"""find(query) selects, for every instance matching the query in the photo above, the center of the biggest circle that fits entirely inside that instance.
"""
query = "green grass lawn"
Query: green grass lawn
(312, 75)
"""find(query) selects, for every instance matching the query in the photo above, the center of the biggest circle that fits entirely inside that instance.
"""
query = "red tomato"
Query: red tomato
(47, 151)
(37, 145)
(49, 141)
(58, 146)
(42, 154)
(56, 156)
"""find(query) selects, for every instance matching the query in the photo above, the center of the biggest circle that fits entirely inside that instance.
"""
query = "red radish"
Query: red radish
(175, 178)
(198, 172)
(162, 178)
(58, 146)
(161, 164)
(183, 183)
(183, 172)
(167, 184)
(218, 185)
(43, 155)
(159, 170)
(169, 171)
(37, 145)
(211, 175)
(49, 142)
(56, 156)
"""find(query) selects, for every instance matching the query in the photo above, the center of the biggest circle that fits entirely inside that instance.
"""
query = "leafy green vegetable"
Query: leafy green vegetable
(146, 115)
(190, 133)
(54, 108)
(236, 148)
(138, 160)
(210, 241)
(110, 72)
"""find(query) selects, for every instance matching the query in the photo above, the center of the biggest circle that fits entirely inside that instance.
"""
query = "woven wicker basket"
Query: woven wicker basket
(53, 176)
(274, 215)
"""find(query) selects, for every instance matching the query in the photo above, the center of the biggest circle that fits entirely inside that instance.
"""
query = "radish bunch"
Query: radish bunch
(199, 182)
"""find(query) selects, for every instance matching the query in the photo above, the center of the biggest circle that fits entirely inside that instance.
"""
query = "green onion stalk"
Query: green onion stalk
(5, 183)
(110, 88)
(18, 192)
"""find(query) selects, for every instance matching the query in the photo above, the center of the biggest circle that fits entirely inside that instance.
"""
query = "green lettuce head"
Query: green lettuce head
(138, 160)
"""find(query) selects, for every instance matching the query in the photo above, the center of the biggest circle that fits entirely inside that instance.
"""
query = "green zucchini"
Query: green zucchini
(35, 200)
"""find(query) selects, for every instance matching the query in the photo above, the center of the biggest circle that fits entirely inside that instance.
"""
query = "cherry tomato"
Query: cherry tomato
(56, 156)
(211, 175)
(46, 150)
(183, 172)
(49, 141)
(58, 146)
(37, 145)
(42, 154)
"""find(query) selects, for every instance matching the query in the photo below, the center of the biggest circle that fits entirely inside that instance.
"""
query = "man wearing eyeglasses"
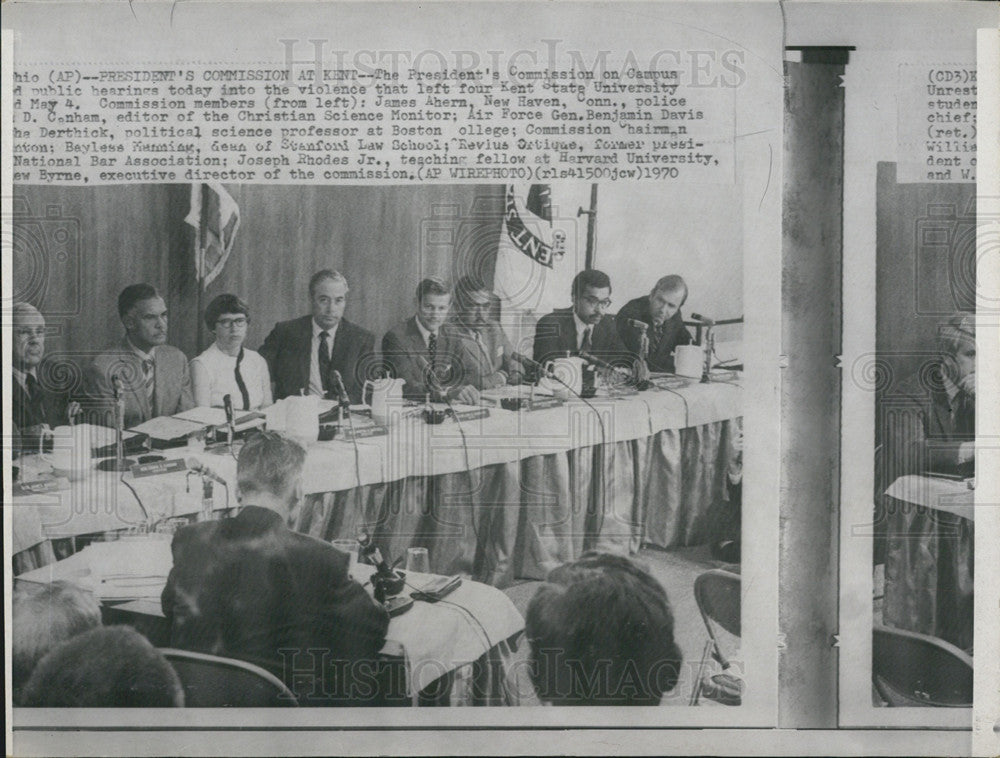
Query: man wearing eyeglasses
(35, 407)
(661, 310)
(585, 326)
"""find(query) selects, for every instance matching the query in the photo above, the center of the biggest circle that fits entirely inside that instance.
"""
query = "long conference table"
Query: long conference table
(496, 499)
(930, 534)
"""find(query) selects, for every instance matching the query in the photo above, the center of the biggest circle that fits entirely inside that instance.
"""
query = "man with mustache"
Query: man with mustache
(154, 375)
(583, 327)
(486, 349)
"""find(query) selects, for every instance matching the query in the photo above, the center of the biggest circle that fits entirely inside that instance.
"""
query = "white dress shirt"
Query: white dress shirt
(213, 374)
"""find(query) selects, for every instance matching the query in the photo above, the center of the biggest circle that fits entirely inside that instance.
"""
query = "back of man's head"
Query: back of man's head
(107, 667)
(601, 632)
(44, 616)
(671, 283)
(270, 464)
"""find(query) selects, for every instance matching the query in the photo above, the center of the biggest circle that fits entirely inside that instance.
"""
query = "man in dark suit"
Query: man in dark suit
(661, 310)
(35, 408)
(250, 588)
(426, 353)
(487, 351)
(584, 326)
(303, 353)
(153, 375)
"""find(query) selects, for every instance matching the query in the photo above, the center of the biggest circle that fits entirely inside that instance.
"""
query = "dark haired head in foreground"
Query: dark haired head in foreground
(111, 666)
(42, 617)
(602, 633)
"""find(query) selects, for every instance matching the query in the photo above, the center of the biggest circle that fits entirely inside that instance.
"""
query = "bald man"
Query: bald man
(36, 408)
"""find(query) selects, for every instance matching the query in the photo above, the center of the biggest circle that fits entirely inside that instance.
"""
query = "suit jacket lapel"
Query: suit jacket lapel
(415, 340)
(137, 387)
(303, 353)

What you should do: With the line containing "Query: bald man" as the first and the last line of the data as the final one, copy every line between them exactly, those two included.

Written response:
Query: bald man
(36, 408)
"""find(query) selects, for every instance matching the query in the photo above, the center of the biggest circle that fits entirely inside that instance.
"""
query = "suit jacket lapel"
Query: suit jacket lapel
(415, 340)
(137, 387)
(303, 353)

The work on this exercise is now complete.